**CONSIGNES**:
a: D'après le texte sur les conditions du théâtre, à quelle condition l'unité d'action est-elle suffisamment observée ?
b: Prolongez le texte sur les conditions du théâtre à la suite de sa dernière phrase.

**TEXTE FOURNI**:
Quelles sont les conditions essentielles du théâtre ? Je pense qu’il ne s’agit plus de savoir s’il doit y avoir trois unités ou la seule unité d’action, laquelle est suffisamment observée si tout gravite autour d’un personnage un. Que si ce sont des pudeurs du public que l’on doive respecter, l’on ne peut arguer ni d’Aristophane, dont maintes éditions ont en note à toutes les pages : Tout ce passage est rempli d’allusions obscènes ; ni de Shakspeare, de qui l’on n’a qu’à relire certaines paroles d’Ophélie et la célèbre scène, coupée le plus souvent, où une reine prend des leçons de français. À moins qu’il ne faille suivre comme modèles MM. Augier, Dumas fils, Labiche, etc., que nous avons eu le malheur de lire, avec un ennui profond, et dont il est vraisemblable que la génération jeune, après les avoir peut-être lus, n’a gardé aucun souvenir. Je pense qu’il n’y a aucune espèce de raison d’écrire une œuvre sous forme dramatique, à moins que l’on ait eu la vision d’un personnage qu’il soit plus commode de lâcher sur une scène que d’analyser dans un livre.

**DONNÉES EXTRAITES**:
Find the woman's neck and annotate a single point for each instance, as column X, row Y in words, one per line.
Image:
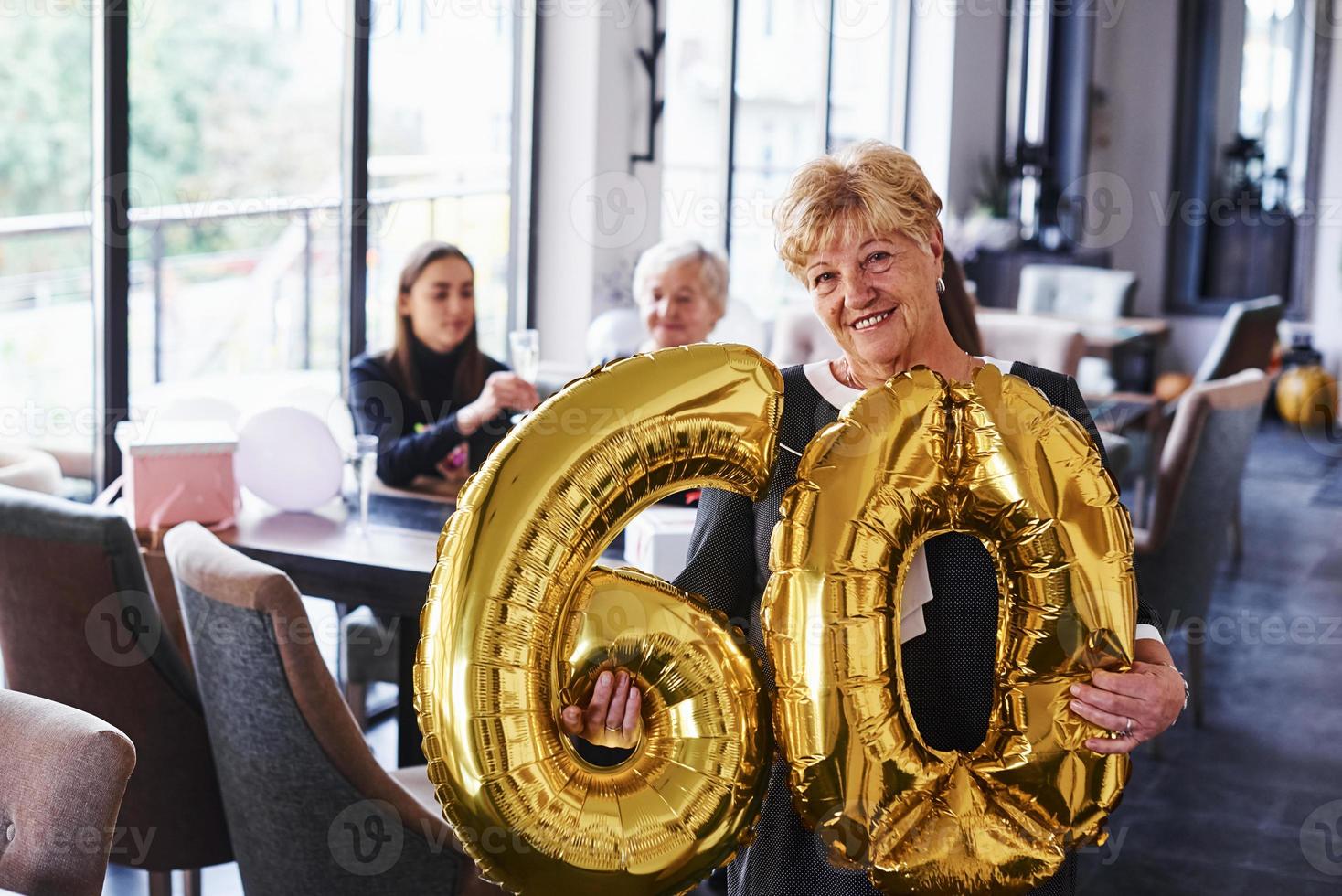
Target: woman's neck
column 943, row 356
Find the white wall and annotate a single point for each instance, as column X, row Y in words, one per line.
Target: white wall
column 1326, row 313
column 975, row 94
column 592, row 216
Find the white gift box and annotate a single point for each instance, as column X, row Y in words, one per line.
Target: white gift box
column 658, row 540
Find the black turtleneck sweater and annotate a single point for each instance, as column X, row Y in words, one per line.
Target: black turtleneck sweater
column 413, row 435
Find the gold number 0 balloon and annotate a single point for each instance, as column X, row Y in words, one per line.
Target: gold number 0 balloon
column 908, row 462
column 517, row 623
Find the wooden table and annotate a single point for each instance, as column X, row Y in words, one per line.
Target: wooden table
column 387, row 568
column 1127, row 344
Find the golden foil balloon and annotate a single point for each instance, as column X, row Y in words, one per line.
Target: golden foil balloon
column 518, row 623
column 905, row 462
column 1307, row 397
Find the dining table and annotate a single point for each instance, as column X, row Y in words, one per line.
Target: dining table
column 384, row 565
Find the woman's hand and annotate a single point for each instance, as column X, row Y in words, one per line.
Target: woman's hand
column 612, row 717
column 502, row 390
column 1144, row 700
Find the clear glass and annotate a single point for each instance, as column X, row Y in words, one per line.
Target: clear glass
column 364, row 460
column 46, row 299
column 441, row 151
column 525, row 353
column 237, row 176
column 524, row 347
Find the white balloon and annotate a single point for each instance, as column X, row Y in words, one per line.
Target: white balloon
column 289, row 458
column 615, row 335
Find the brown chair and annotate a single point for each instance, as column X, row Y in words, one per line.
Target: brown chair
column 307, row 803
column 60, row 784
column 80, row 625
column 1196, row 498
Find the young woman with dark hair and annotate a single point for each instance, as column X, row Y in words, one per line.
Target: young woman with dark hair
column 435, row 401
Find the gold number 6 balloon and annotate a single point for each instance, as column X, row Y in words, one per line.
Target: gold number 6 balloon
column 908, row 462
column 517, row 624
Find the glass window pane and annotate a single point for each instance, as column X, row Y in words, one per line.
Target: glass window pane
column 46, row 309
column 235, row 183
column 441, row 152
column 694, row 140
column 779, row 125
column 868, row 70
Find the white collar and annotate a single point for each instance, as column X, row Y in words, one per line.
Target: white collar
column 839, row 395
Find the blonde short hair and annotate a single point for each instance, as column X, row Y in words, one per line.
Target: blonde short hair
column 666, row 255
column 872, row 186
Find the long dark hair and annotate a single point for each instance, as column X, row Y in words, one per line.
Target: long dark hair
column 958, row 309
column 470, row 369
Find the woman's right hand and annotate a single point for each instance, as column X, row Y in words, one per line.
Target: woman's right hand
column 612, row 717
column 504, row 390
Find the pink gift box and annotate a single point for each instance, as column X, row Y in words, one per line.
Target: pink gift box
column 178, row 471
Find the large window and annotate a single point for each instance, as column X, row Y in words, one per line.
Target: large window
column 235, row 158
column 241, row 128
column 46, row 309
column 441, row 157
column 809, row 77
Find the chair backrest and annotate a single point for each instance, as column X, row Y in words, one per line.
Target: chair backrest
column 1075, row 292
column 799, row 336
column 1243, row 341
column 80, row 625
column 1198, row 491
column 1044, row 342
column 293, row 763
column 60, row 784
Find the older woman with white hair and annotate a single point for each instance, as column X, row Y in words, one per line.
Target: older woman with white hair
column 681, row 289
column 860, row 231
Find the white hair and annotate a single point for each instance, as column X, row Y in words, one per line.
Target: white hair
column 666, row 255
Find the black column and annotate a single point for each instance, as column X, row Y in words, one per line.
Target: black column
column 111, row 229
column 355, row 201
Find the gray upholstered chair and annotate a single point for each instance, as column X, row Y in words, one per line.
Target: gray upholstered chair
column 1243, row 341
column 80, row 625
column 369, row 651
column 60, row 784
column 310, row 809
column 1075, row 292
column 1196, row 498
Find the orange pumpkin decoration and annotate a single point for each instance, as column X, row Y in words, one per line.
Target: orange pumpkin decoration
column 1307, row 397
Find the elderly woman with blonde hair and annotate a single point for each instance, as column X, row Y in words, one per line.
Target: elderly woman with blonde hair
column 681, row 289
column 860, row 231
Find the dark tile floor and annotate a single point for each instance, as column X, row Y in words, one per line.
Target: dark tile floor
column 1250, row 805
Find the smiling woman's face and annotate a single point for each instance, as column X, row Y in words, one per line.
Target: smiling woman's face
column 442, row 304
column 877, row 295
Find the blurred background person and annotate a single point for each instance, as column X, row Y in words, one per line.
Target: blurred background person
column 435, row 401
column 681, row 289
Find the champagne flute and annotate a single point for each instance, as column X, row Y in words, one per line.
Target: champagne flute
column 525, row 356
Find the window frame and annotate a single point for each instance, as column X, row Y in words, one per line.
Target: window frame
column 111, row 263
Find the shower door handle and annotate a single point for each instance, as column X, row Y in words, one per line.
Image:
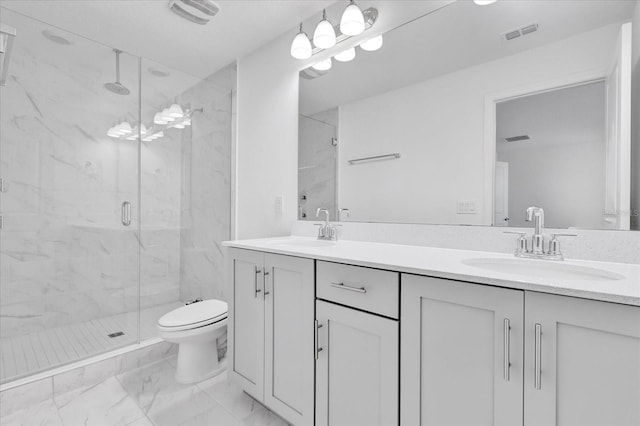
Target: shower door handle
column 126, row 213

**RÉPONSES PAR CONSIGNE**:
a: Elle l'est si tout gravite autour d'un personnage un.

b:
Et puis, pourquoi le public, illettré par définition, s’essaye-t-il à des citations et comparaisons ? Il a reproché à Ubu Roi d’être une grossière imitation de Shakspeare et de Rabelais, parce que « les décors y sont économiquement remplacés par un écriteau » et qu’un certain mot y est répété. On devrait ne pas ignorer qu’il est à peu près prouvé aujourd’hui que jamais, au moins du temps de Shakspeare, on ne joua autrement ses drames que sur une scène relativement perfectionnée et avec des décors. De plus, des gens ont vu dans Ubu une œuvre « écrite en vieux français » parce qu’on s’amusa à l’imprimer avec des caractères anciens, et cru « phynance » une orthographe du xvie siècle. Combien je trouve plus exacte la réflexion d’un des figurants polonais, qui jugea ainsi la pièce : « Ça ressemble tout à fait à du Musset, parce que ça change souvent de décors. »

Il aurait été aisé de mettre Ubu au goût du public parisien avec les légères modifications suivantes : le mot initial aurait été Zut (ou Zutre), le balai qu’on ne peut pas dire un coucher de petite femme, les uniformes de l’armée, du premier Empire ; Ubu aurait donné l’accolade au tsar et l’on aurait cocufié diverses personnes ; mais ç’aurait été plus sale.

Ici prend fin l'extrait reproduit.